SC 14D9/A 1 tv486426-sc14d9a.htm AMENDMENT NO. 1 TO SCHEDULE 14D-9 tv486426-sc14d9a - none - 0.8681085s
UNITED STATES
SECURITIES AND EXCHANGE COMMISSION
Washington, D.C. 20549
SCHEDULE 14D-9
(Amendment No. 1)
SOLICITATION/RECOMMENDATION STATEMENT
UNDER SECTION 14(d)(4) OF THE SECURITIES EXCHANGE ACT OF 1934
AMERICAN REALTY CAPITAL NEW YORK CITY, REIT, INC.
(Name of Subject Company)
AMERICAN REALTY CAPITAL NEW YORK CITY, REIT, INC.
(Names of Persons Filing Statement)
COMMON STOCK, PAR VALUE $0.01 PER SHARE
(Title of Class of Securities)
02918L100
(CUSIP Number of Class of Securities)
Edward M. Weil, Jr.
Executive Chairman, Chief Executive Officer, President, and Secretary
American Realty Capital New York City REIT, Inc.
405 Park Avenue, 4th Floor
New York, New York 10022
(212) 415-6500
(Name, address and telephone number of person authorized to receive notices and communications
on behalf of the persons filing statement)
with copies to :
Peter M. Fass, Esq.
Proskauer Rose LLP
Eleven Times Square
New York, New York 10036
(212) 969-3000
Michael J. Choate, Esq.
Proskauer Rose LLP
Three First National Plaza
70 West Madison, Suite 3800
Chicago, Illinois 60602
(312) 962-3567

Check the box if the filing relates solely to preliminary communications made before the commencement of a tender offer.

INTRODUCTION
This Amendment No. 1 (this “Amendment”) amends and supplements Items 1, 4, 8 and 9 in the Solicitation/Recommendation Statement on Schedule 14D-9 filed by American Realty Capital New York City REIT, Inc., a Maryland corporation (the “Company”), filed with the Securities and Exchange Commission (the “SEC”) on February 6, 2018 (together with any amendments and supplements thereto, including this Amendment, the “Schedule 14D-9”). The Schedule 14D-9 relates to a tender offer (the “Offer”) by Comrit Investments 1, Limited Partnership (the “Offeror”) to purchase up to 1,600,000 shares of the outstanding common stock, par value $0.01 per share (the “Common Stock”), of American Realty Capital New York City REIT, Inc., a Maryland corporation (the “Company”), at a price equal to $16.02 per share, upon the terms and subject to the conditions set forth in the Offer to Purchase, as filed under cover of Schedule TO by the Offeror with the SEC, as originally filed on January 29, 2018 and as amended on February 12, 2018 (the “Offer to Purchase”). Pursuant to this amendment, the Offeror (i) increased the purchase price per share from $14.68 to $16.02, and (ii) extended the expiration date of the Offer from March 6, 2018 to March 20, 2018.

Data excerpts.
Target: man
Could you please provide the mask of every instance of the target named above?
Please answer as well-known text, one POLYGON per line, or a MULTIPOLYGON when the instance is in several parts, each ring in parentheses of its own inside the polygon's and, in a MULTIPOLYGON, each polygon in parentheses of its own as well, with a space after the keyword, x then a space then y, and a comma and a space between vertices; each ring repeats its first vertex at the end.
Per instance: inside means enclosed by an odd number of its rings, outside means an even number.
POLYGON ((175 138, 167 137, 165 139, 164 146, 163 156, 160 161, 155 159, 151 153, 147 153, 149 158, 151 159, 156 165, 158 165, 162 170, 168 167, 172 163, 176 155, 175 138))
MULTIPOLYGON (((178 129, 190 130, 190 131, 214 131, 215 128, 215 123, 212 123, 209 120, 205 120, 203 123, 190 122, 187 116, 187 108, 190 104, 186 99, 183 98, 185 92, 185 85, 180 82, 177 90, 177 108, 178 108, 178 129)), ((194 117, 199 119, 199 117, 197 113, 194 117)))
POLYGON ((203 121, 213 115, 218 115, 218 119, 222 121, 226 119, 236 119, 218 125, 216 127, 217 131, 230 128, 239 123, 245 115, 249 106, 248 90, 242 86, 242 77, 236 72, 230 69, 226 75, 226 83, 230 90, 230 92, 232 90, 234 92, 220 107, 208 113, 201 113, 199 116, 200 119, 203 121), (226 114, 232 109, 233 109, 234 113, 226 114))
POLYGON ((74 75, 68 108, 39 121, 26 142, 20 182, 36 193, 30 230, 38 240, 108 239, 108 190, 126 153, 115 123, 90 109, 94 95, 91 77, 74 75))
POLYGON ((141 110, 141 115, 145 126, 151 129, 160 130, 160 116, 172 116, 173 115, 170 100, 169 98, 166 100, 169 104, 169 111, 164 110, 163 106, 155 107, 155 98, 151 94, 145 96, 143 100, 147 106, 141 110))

Task requirements.
a. Translate this sentence from the Schedule 14D-9 amendment into Spanish: "Pursuant to this amendment, the Offeror (i) increased the purchase price per share from $14.68 to $16.02, and (ii) extended the expiration date of the Offer from March 6, 2018 to March 20, 2018."
b. Please carry on the Schedule 14D-9 amendment text, starting right after its last sentence.

Solved problems.
a. Conforme a esta enmienda, el Oferente (i) aumentó el precio de compra por acción de $14.68 a $16.02, y (ii) prorrogó la fecha de vencimiento de la Oferta del 6 de marzo de 2018 al 20 de marzo de 2018.

b.
Except as otherwise set forth below, the information set forth in the Schedule 14D-9 remains unchanged and is incorporated herein by reference as relevant to items in this Amendment. Capitalized terms used but not otherwise defined herein have the meanings ascribed to such terms in the Schedule 14D-9. This Amendment is being filed to reflect certain updates as indicated below.
AS DISCUSSED BELOW, THE COMPANY’S BOARD OF DIRECTORS UNANIMOUSLY RECOMMENDS THAT STOCKHOLDERS (THE “STOCKHOLDERS”) NOT TENDER THEIR SHARES OF COMMON STOCK PURSUANT TO THE OFFER.
Item 2.   Identity and Background of Filing Person.
Item 2 of the Schedule 14D-9 is hereby amended and supplemented by replacing the second paragraph thereof with the following:
“This Schedule 14D-9 relates to the Offer by the Offeror pursuant to which the Offeror has offered to purchase, subject to certain terms and conditions, up to 1,600,000 shares of Common Stock at a price equal to $16.02 per share pursuant to its Offer to Purchase. Unless the Offer is extended by the Offeror, the Offer will expire at 11:59 p.m., Eastern Time, on March 20, 2018.”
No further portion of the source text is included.